# [Records for the task]

[START]

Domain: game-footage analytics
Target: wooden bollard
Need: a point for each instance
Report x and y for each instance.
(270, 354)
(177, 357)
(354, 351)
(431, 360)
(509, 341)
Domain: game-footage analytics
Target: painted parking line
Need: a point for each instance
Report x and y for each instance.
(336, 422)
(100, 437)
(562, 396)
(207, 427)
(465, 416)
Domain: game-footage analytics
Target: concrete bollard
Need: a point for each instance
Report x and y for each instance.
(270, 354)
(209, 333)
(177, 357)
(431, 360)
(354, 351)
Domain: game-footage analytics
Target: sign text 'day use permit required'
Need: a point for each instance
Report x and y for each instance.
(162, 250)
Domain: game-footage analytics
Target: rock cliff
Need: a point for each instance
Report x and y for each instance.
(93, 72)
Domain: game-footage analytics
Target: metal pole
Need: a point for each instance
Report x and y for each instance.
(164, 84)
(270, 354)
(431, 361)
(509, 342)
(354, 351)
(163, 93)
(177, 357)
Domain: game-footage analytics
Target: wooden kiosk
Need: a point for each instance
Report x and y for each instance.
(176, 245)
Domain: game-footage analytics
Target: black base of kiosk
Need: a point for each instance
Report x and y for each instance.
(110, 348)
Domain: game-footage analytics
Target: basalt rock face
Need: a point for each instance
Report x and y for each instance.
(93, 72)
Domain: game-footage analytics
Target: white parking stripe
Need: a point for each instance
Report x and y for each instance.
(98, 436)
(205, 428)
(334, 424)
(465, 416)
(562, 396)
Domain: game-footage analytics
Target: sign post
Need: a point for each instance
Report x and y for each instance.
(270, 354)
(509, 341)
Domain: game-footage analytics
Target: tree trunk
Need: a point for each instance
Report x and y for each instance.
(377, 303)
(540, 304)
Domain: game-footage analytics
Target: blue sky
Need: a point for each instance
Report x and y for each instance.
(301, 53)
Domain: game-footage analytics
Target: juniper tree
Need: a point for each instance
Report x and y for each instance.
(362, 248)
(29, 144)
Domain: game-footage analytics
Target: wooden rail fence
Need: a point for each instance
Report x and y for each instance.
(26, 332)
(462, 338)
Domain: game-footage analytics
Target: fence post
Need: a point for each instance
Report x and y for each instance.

[END]

# [Problem to work on]
Which lines of the material contain the word "bollard"? Copy out each of them.

# [Solution below]
Target: wooden bollard
Target: concrete bollard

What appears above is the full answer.